» ACTION ITEM
In the records below, the lines from the one containing "locate flamingo head" through the last are to be reproduced exactly and alone.

+ + + + +

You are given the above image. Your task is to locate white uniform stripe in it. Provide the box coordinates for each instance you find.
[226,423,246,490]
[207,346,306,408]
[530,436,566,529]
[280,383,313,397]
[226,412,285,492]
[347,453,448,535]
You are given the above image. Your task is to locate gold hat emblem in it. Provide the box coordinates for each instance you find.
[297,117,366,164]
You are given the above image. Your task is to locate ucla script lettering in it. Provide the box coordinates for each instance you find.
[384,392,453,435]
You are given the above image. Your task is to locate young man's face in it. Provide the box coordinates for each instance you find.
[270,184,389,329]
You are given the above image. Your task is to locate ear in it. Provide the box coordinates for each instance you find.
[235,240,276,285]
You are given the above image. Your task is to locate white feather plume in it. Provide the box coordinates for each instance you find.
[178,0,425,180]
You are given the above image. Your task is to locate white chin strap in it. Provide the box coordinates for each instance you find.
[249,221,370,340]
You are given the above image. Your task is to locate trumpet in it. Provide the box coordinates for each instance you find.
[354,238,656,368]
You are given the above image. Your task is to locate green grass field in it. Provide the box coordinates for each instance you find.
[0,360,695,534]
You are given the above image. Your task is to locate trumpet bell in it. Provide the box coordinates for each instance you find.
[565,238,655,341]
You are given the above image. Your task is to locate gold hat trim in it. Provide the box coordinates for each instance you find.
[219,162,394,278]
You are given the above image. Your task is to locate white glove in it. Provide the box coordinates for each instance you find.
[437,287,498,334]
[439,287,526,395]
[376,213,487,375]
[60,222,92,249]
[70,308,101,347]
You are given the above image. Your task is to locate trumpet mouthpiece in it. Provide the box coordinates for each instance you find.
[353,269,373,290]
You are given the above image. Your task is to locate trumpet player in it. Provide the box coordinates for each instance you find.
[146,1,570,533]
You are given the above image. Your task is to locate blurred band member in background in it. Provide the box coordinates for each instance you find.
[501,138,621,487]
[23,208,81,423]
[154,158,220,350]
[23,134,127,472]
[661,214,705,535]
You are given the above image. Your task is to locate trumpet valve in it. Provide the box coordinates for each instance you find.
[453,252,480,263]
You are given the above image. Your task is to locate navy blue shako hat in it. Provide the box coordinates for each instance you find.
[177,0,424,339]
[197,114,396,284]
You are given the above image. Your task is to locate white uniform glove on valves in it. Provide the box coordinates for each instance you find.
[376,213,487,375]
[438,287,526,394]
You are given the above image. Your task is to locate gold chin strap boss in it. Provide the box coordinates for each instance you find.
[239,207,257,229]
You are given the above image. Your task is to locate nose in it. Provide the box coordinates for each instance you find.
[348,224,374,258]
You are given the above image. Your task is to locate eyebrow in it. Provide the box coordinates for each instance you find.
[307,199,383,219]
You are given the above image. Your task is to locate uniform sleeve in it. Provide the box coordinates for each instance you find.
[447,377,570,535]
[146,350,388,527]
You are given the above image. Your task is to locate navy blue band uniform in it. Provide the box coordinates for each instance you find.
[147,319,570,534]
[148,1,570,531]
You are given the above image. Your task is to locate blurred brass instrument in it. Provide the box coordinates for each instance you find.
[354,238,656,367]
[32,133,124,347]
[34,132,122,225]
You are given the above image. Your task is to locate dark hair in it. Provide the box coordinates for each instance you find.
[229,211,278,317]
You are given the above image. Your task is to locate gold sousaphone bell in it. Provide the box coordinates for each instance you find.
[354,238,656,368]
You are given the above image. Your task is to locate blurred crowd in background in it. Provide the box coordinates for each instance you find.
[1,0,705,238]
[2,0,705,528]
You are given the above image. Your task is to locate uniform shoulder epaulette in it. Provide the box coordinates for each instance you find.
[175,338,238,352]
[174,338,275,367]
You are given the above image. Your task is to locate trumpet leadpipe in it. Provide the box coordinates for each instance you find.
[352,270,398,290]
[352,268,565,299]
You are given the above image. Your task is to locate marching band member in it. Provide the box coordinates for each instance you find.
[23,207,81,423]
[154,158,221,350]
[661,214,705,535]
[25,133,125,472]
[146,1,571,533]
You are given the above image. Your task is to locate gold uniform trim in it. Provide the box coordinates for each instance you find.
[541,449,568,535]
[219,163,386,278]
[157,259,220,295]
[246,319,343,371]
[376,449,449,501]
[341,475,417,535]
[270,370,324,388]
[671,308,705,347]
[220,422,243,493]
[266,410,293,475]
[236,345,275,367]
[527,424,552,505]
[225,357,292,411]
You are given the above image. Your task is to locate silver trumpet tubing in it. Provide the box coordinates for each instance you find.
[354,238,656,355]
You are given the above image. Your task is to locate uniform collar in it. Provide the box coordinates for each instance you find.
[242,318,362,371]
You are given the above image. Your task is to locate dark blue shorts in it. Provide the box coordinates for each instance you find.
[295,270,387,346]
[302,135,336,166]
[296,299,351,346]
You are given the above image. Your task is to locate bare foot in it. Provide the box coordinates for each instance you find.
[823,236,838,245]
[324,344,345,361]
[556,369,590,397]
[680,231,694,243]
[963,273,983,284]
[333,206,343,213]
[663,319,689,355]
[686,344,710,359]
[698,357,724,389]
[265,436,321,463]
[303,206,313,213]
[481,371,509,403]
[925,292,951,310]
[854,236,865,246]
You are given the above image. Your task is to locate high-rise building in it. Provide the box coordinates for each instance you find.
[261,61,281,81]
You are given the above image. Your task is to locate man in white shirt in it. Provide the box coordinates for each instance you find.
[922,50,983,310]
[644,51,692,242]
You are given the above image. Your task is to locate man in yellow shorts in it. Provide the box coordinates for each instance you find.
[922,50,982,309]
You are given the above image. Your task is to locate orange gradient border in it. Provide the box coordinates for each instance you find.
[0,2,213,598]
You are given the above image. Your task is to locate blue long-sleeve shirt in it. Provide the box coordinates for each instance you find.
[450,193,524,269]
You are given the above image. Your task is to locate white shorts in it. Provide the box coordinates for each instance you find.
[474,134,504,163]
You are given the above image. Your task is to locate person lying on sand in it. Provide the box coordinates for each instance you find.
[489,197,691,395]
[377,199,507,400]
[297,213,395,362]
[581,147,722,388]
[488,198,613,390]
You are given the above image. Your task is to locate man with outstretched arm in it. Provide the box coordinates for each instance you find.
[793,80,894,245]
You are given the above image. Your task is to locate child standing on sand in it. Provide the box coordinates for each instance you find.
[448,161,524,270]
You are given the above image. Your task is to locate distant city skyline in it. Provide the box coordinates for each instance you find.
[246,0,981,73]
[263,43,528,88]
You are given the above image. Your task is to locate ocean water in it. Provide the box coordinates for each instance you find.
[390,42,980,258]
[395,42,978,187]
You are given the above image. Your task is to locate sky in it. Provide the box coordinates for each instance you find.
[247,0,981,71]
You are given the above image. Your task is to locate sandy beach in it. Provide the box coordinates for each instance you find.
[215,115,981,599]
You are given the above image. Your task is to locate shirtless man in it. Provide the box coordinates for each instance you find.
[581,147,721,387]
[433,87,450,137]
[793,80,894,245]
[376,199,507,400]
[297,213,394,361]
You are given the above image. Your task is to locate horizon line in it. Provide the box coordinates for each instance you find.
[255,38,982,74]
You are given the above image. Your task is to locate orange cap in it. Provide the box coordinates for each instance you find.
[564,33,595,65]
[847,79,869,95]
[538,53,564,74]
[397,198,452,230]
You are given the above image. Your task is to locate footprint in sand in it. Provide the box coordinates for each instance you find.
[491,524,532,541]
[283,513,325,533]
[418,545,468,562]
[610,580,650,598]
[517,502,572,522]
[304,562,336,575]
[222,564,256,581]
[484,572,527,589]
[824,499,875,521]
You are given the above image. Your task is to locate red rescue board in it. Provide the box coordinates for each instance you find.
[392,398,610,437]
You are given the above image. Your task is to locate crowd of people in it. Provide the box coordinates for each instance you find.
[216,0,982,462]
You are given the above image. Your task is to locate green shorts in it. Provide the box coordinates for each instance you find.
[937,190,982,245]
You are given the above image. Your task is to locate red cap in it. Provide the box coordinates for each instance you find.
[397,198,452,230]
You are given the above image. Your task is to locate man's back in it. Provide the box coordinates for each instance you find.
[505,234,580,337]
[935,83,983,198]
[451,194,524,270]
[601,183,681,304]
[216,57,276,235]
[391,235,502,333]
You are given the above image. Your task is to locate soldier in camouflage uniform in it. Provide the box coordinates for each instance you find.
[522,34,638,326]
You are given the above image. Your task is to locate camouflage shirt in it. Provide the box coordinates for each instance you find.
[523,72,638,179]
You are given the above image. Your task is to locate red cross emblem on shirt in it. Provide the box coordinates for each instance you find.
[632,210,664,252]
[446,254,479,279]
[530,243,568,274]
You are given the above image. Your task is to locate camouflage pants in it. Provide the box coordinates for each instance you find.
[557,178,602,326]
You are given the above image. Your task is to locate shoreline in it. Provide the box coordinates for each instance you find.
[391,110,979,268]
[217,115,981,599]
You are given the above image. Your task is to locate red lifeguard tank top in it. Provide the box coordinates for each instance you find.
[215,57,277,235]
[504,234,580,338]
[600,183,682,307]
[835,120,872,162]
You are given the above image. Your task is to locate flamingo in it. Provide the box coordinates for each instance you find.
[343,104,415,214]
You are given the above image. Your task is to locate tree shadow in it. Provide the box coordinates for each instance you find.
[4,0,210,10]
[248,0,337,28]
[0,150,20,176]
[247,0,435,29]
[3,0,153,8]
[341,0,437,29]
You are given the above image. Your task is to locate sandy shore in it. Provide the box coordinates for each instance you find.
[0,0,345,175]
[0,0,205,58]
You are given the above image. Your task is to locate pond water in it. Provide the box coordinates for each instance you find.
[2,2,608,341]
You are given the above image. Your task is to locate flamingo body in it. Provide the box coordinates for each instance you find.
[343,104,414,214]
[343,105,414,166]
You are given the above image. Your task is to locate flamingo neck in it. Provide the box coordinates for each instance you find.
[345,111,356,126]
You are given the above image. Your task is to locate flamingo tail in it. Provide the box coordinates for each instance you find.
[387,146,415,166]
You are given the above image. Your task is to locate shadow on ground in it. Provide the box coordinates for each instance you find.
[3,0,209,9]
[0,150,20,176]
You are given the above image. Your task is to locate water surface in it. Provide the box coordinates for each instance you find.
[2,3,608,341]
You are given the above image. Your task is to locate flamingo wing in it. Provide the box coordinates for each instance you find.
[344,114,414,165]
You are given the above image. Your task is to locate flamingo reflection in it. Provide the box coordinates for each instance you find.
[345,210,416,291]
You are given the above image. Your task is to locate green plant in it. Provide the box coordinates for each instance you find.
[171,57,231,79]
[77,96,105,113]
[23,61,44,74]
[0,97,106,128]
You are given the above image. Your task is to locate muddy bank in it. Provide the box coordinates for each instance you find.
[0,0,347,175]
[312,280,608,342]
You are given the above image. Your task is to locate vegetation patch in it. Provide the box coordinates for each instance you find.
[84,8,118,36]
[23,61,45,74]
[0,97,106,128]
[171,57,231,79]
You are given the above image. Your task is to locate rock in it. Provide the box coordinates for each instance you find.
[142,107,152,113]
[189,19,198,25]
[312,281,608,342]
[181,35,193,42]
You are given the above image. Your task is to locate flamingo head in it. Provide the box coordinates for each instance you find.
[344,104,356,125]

+ + + + +

» COMPLETED EXERCISE
You are given the above image. Your task is to locate flamingo head in it. Provide the box coordinates for each instance you find.
[344,104,356,125]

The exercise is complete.